--- Start ---

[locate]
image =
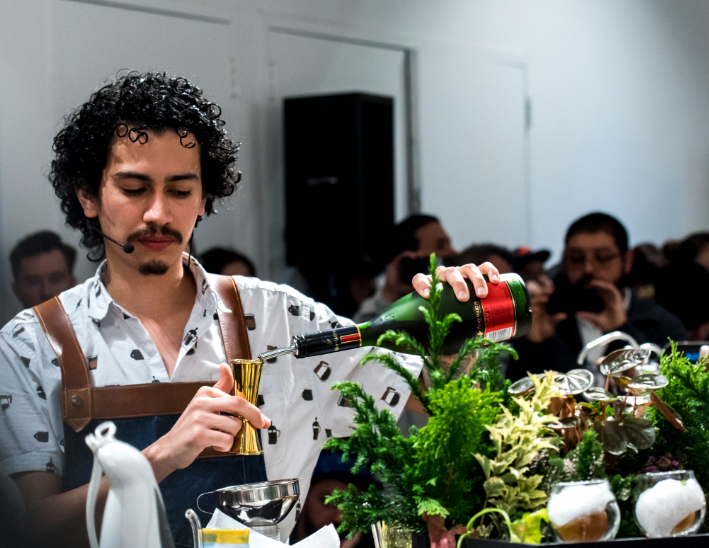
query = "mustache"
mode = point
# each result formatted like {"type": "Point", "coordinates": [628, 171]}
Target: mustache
{"type": "Point", "coordinates": [154, 230]}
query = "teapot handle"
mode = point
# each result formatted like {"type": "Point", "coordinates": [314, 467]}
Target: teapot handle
{"type": "Point", "coordinates": [199, 497]}
{"type": "Point", "coordinates": [104, 434]}
{"type": "Point", "coordinates": [196, 527]}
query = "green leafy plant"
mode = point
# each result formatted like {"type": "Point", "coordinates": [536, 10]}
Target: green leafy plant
{"type": "Point", "coordinates": [433, 474]}
{"type": "Point", "coordinates": [518, 439]}
{"type": "Point", "coordinates": [687, 398]}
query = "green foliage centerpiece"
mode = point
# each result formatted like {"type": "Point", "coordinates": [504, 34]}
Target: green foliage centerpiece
{"type": "Point", "coordinates": [493, 450]}
{"type": "Point", "coordinates": [473, 453]}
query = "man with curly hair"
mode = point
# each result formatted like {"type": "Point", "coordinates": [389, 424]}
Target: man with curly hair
{"type": "Point", "coordinates": [146, 340]}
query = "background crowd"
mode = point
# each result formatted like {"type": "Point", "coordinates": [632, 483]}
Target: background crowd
{"type": "Point", "coordinates": [600, 284]}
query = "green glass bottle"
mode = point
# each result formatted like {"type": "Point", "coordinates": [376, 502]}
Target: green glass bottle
{"type": "Point", "coordinates": [504, 314]}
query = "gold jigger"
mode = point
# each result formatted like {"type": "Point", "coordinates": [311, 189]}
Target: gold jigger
{"type": "Point", "coordinates": [247, 375]}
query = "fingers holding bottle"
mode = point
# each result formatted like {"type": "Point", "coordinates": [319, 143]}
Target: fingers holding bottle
{"type": "Point", "coordinates": [456, 276]}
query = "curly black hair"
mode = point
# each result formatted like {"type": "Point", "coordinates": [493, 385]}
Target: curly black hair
{"type": "Point", "coordinates": [128, 106]}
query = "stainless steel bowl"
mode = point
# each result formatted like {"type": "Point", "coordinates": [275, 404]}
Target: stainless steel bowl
{"type": "Point", "coordinates": [260, 506]}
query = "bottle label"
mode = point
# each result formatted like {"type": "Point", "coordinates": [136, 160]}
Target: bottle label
{"type": "Point", "coordinates": [349, 337]}
{"type": "Point", "coordinates": [497, 311]}
{"type": "Point", "coordinates": [324, 342]}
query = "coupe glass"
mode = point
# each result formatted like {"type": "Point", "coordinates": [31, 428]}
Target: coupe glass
{"type": "Point", "coordinates": [669, 504]}
{"type": "Point", "coordinates": [583, 511]}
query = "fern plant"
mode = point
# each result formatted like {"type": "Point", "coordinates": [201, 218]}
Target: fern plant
{"type": "Point", "coordinates": [433, 472]}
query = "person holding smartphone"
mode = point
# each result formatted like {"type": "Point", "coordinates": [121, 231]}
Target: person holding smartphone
{"type": "Point", "coordinates": [587, 299]}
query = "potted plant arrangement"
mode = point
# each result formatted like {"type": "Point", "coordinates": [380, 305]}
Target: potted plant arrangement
{"type": "Point", "coordinates": [547, 458]}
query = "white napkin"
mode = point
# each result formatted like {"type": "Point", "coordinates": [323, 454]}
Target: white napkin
{"type": "Point", "coordinates": [326, 537]}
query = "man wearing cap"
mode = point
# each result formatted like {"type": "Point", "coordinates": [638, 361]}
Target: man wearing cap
{"type": "Point", "coordinates": [588, 299]}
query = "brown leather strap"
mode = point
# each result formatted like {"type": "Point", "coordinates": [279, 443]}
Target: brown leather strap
{"type": "Point", "coordinates": [81, 403]}
{"type": "Point", "coordinates": [76, 397]}
{"type": "Point", "coordinates": [232, 324]}
{"type": "Point", "coordinates": [144, 400]}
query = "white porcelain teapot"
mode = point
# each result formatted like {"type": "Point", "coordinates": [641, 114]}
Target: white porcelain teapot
{"type": "Point", "coordinates": [134, 516]}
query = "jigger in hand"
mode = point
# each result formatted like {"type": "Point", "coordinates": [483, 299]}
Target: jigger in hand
{"type": "Point", "coordinates": [247, 375]}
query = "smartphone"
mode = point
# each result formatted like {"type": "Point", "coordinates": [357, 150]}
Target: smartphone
{"type": "Point", "coordinates": [690, 349]}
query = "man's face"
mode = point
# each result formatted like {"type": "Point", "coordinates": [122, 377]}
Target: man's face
{"type": "Point", "coordinates": [42, 277]}
{"type": "Point", "coordinates": [596, 256]}
{"type": "Point", "coordinates": [433, 239]}
{"type": "Point", "coordinates": [150, 195]}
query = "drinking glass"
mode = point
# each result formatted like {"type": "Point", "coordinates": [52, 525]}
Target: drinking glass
{"type": "Point", "coordinates": [583, 511]}
{"type": "Point", "coordinates": [669, 504]}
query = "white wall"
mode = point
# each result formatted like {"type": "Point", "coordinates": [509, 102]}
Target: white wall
{"type": "Point", "coordinates": [619, 94]}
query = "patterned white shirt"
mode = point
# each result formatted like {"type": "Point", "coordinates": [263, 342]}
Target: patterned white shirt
{"type": "Point", "coordinates": [294, 394]}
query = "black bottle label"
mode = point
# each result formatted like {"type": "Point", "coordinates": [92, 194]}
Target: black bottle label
{"type": "Point", "coordinates": [325, 342]}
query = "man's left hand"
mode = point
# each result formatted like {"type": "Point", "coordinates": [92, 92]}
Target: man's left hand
{"type": "Point", "coordinates": [456, 275]}
{"type": "Point", "coordinates": [614, 314]}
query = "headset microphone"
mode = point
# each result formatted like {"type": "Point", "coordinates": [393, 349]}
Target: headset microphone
{"type": "Point", "coordinates": [127, 248]}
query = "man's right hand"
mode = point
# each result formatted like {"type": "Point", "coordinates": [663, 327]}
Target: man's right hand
{"type": "Point", "coordinates": [543, 323]}
{"type": "Point", "coordinates": [203, 424]}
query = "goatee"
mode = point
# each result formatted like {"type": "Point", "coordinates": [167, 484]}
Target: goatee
{"type": "Point", "coordinates": [153, 268]}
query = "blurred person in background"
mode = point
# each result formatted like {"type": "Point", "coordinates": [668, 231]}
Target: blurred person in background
{"type": "Point", "coordinates": [227, 262]}
{"type": "Point", "coordinates": [416, 237]}
{"type": "Point", "coordinates": [591, 298]}
{"type": "Point", "coordinates": [42, 267]}
{"type": "Point", "coordinates": [690, 302]}
{"type": "Point", "coordinates": [647, 262]}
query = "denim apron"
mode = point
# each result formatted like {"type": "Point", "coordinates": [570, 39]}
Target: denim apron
{"type": "Point", "coordinates": [144, 413]}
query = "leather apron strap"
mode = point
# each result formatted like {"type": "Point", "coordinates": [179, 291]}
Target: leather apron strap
{"type": "Point", "coordinates": [81, 403]}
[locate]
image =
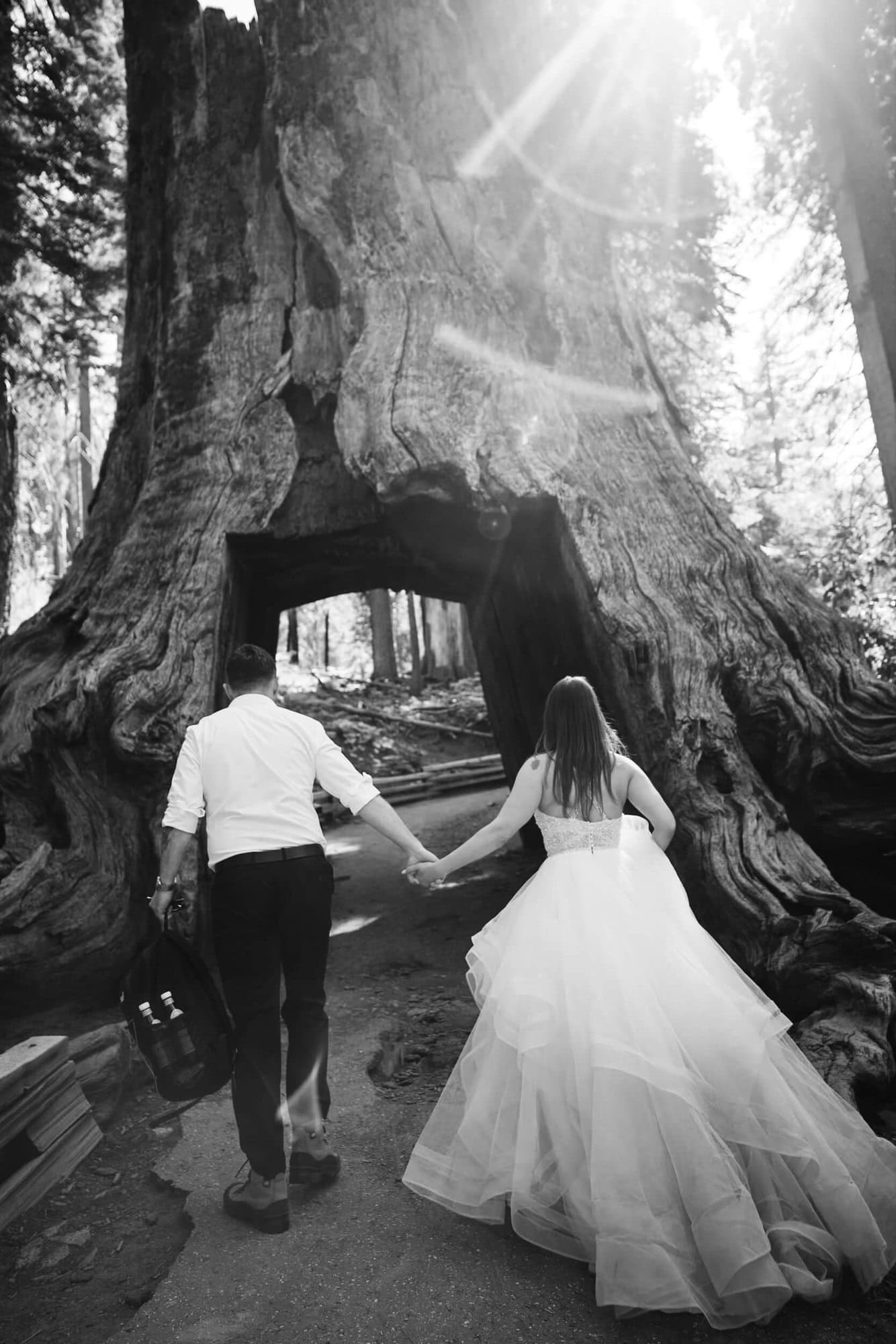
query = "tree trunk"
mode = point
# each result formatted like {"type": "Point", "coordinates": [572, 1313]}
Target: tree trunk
{"type": "Point", "coordinates": [9, 491]}
{"type": "Point", "coordinates": [417, 669]}
{"type": "Point", "coordinates": [292, 635]}
{"type": "Point", "coordinates": [854, 153]}
{"type": "Point", "coordinates": [331, 341]}
{"type": "Point", "coordinates": [10, 214]}
{"type": "Point", "coordinates": [382, 638]}
{"type": "Point", "coordinates": [449, 654]}
{"type": "Point", "coordinates": [87, 439]}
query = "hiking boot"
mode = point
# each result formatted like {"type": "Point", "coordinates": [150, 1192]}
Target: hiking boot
{"type": "Point", "coordinates": [312, 1159]}
{"type": "Point", "coordinates": [260, 1202]}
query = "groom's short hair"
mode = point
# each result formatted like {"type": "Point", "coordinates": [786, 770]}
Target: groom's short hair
{"type": "Point", "coordinates": [248, 667]}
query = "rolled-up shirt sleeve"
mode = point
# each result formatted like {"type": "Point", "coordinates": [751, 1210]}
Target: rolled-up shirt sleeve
{"type": "Point", "coordinates": [186, 802]}
{"type": "Point", "coordinates": [339, 778]}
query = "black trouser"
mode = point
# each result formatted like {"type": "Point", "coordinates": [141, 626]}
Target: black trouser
{"type": "Point", "coordinates": [268, 917]}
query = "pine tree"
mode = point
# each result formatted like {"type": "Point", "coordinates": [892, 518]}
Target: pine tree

--- End ---

### PROBLEM STATEMENT
Identify every line in the data that contains the word "person", and copy each of those lines. Case counts.

### EXERCISE SOLUTION
query = "person holding smartphone"
Target: person holding smartphone
query = "blurred person in background"
Target: blurred person in background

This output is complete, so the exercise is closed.